ENTRIES SHOWN |
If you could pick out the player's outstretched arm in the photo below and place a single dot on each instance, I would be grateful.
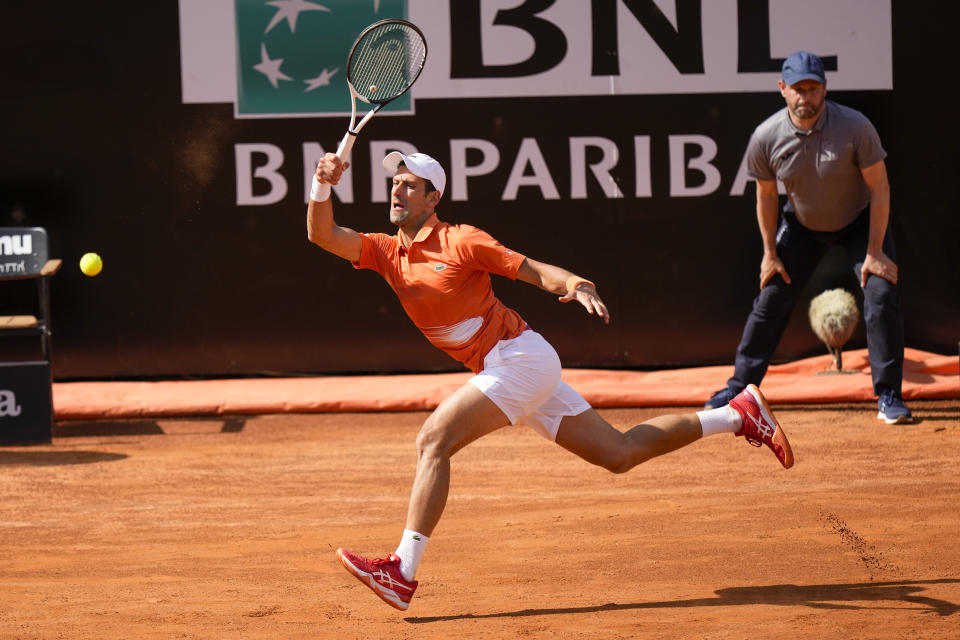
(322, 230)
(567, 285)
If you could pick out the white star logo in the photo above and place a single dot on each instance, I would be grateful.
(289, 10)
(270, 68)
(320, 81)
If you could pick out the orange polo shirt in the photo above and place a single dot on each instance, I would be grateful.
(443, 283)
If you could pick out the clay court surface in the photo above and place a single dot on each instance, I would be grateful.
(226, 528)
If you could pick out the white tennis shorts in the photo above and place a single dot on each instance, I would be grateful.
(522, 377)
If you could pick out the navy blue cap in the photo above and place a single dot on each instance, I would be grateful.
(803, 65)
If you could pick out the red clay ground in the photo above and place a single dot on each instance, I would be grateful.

==

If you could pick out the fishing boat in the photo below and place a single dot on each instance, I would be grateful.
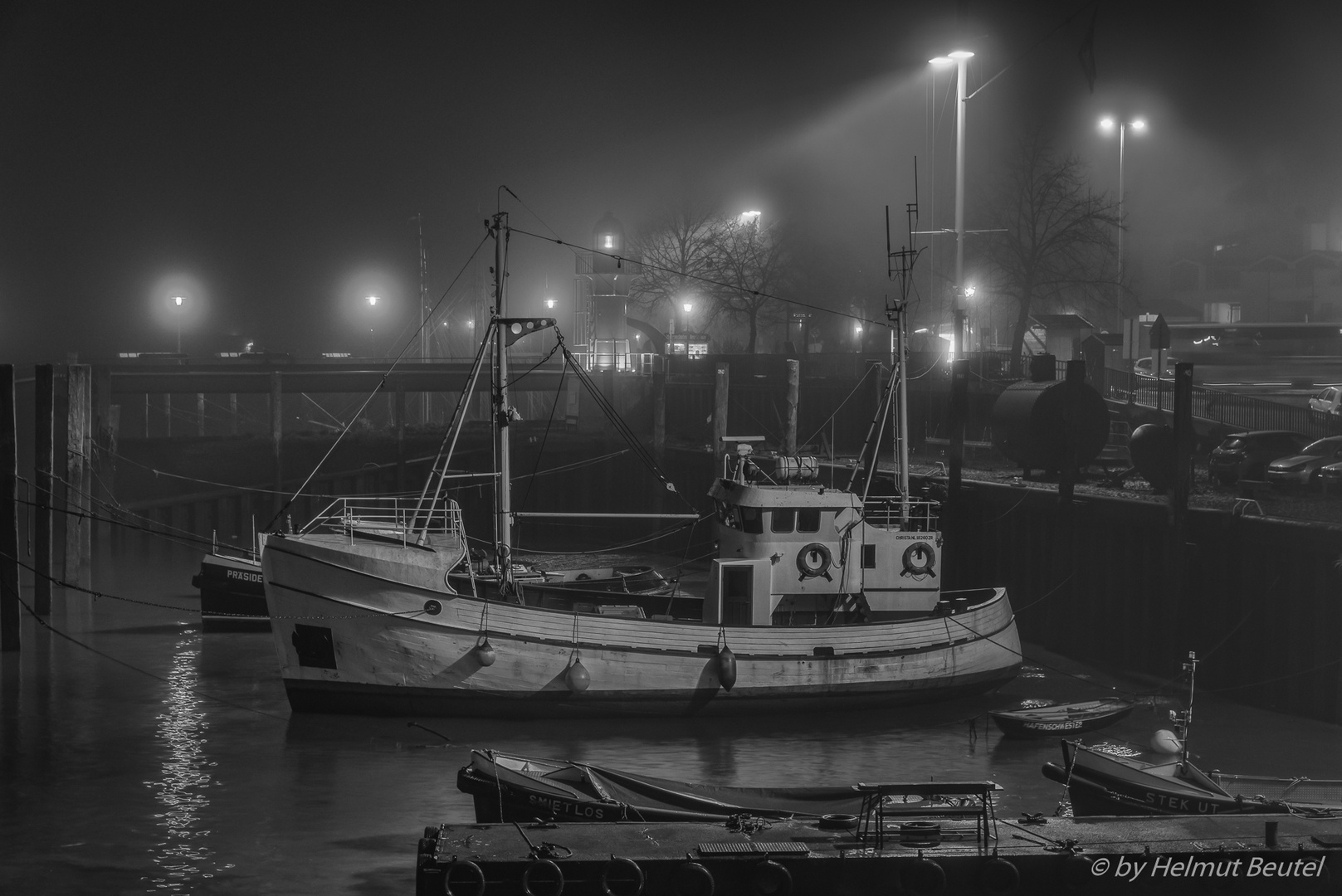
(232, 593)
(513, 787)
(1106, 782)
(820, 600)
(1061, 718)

EXERCISE OBJECTIVE | Find every line in the material that contains the word "place", and copy each of those lines out in full.

RESULT |
If you could pick out the player's outstretched arm in the photo below and place a single dot on each instance, I would be grateful.
If you could pick out the white star logo in the photo above and place a single dot on each instance, I would be grateful.
If you could pick out the orange polo shirt in the photo above and place a single dot on each instance, I would be grateful.
If you could pick out the clay court surface in the photo above and place a single dot on each instance, I would be grateful.
If you could pick out the white tennis shorts in the photo above and place a single dot on each instance, I would be grateful.
If you could pick out the navy blue cap in the photo above and place a single dot on each instance, I would be grateful.
If you could pick out the red clay ground in the photo above and place a single dot on each instance, I would be grateful.
If you could pick out the fishing boat in the photo below and place a single dot on each instance, I would be grateful.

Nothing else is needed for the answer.